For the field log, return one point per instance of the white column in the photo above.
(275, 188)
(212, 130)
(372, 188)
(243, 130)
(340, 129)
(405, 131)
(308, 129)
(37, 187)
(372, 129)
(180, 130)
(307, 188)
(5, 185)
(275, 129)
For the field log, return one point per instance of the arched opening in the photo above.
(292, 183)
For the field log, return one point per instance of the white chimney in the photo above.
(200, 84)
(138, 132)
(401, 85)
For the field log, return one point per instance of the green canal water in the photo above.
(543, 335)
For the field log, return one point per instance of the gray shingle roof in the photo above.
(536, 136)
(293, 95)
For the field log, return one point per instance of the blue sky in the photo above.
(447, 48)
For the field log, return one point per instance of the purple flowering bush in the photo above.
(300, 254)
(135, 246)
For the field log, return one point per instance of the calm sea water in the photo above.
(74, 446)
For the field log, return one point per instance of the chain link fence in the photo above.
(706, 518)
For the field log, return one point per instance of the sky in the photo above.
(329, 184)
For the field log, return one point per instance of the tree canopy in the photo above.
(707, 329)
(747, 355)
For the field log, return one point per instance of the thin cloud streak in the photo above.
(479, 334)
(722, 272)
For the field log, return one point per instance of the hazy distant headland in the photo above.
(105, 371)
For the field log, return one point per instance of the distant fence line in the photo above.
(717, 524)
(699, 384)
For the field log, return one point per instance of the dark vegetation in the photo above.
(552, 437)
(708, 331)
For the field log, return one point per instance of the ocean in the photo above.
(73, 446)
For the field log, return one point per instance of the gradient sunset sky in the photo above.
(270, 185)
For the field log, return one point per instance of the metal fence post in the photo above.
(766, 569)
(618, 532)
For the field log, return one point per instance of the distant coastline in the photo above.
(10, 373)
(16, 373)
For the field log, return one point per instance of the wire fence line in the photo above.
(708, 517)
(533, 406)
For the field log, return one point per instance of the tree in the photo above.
****
__What to do__
Set down, exactly and without anything extra, every line from the one that contains "canopy in the photo above." through the final line of the material.

__Solution below__
For the field log, return one point per instance of the tree canopy in the photo above.
(707, 329)
(747, 355)
For the field log, return one point per instance of the thin cloud streak in the photo above.
(479, 334)
(722, 272)
For the field log, return one point per instance of the hazy distant headland in the photo above.
(105, 371)
For the field log, return one point per instance of the distant fence line in the photo above.
(717, 524)
(699, 384)
For the field log, return one point per instance of the dark vegetation in the photo above.
(552, 437)
(708, 331)
For the field log, return one point per instance of the ocean in the photo above.
(73, 446)
For the field log, return one point per instance of the gradient sunset sky in the photo above.
(270, 185)
For the field log, return one point per instance of the metal fence post in the photo above.
(766, 569)
(618, 532)
For the field log, return one point per instance of the distant coastline in the photo above.
(10, 373)
(16, 373)
For the field log, return one point per instance of the wire fence line in the photo above.
(708, 517)
(533, 406)
For the field log, return one point per instance of the tree in the photo above.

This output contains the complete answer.